▶ [Action item]
Where a line of the records holds the string "below", copy that line.

▶ [Image-grounded pointing data]

◇ ◇ ◇

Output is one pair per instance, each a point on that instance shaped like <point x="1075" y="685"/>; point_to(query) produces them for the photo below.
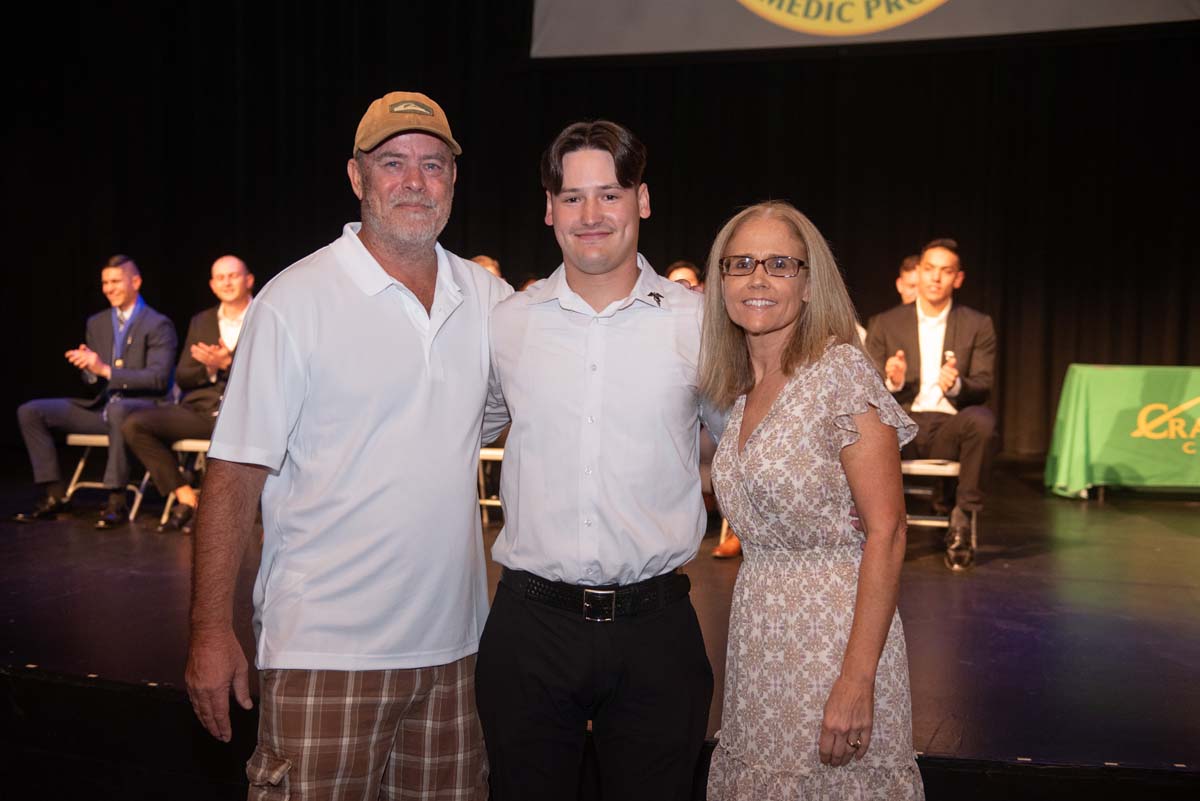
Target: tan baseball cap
<point x="399" y="112"/>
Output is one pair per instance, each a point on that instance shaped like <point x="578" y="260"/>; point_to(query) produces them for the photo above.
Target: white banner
<point x="586" y="28"/>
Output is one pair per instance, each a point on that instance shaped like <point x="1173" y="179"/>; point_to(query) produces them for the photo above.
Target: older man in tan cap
<point x="354" y="413"/>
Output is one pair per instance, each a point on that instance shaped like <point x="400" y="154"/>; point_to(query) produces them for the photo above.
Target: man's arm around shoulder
<point x="216" y="664"/>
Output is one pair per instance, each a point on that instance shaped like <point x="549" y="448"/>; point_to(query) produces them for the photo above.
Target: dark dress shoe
<point x="46" y="510"/>
<point x="180" y="519"/>
<point x="113" y="517"/>
<point x="959" y="553"/>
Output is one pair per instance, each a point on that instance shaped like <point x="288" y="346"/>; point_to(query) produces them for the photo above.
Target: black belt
<point x="600" y="603"/>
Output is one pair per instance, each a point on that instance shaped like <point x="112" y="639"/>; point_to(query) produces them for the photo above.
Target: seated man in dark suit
<point x="946" y="383"/>
<point x="129" y="356"/>
<point x="202" y="373"/>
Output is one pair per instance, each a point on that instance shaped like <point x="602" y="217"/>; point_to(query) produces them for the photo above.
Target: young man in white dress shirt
<point x="601" y="500"/>
<point x="354" y="411"/>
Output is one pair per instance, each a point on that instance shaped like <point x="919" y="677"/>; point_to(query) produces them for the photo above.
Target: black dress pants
<point x="643" y="681"/>
<point x="966" y="438"/>
<point x="150" y="432"/>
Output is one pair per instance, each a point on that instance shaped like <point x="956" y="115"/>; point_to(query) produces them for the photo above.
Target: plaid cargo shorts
<point x="373" y="734"/>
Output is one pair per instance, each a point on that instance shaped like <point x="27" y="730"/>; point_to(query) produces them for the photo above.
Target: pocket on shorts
<point x="268" y="774"/>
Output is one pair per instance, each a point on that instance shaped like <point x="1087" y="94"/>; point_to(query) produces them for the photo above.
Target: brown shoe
<point x="730" y="548"/>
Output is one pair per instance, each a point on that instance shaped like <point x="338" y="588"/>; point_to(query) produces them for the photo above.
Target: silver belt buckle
<point x="600" y="606"/>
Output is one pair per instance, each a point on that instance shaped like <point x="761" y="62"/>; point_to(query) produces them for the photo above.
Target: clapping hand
<point x="87" y="359"/>
<point x="216" y="357"/>
<point x="948" y="374"/>
<point x="895" y="368"/>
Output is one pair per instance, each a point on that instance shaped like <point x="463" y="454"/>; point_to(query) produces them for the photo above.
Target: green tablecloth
<point x="1126" y="426"/>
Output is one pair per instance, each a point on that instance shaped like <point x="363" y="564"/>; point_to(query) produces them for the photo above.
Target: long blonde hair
<point x="828" y="317"/>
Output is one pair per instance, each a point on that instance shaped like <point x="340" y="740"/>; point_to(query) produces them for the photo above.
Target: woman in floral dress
<point x="816" y="688"/>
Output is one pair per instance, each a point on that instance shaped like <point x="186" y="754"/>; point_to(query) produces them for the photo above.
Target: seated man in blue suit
<point x="937" y="359"/>
<point x="127" y="356"/>
<point x="202" y="373"/>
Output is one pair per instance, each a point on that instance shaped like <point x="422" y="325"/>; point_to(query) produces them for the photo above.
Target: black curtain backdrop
<point x="1066" y="164"/>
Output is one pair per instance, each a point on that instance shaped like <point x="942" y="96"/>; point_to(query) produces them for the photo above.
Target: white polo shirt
<point x="600" y="481"/>
<point x="367" y="410"/>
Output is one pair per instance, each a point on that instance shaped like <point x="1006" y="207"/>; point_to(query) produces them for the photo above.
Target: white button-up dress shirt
<point x="367" y="411"/>
<point x="931" y="336"/>
<point x="600" y="481"/>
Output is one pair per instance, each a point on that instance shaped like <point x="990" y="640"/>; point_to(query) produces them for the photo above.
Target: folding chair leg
<point x="483" y="491"/>
<point x="75" y="479"/>
<point x="139" y="492"/>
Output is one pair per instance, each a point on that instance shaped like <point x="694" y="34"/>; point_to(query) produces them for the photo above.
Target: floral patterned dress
<point x="787" y="498"/>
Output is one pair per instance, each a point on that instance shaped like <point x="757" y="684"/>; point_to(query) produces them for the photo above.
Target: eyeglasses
<point x="778" y="266"/>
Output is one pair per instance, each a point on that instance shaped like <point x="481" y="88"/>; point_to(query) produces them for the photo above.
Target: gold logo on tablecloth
<point x="1159" y="421"/>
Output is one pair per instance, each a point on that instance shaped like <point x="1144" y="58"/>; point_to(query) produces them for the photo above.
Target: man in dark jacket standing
<point x="127" y="355"/>
<point x="202" y="373"/>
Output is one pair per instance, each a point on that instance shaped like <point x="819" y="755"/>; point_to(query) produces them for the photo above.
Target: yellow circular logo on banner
<point x="840" y="17"/>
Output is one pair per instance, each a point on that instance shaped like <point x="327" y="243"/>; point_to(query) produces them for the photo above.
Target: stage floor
<point x="1075" y="640"/>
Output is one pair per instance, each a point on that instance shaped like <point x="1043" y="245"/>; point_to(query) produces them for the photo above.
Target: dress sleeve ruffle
<point x="858" y="387"/>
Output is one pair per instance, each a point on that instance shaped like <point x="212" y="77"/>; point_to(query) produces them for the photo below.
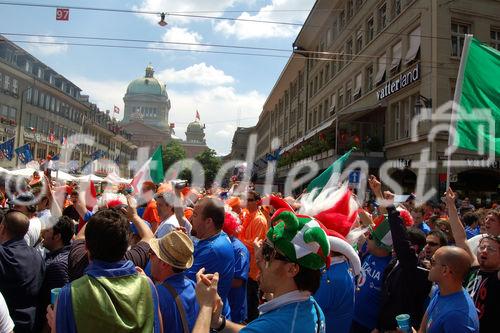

◇ ◇ ◇

▶ [Solution to this exercise]
Output is one pair per instance, each a point on that instance shaped like <point x="1075" y="685"/>; point_to(query) produces them for the photo below.
Output is one pair per instance, each a point on that instance shaped like <point x="212" y="77"/>; point_to(query) produces them for the photo below.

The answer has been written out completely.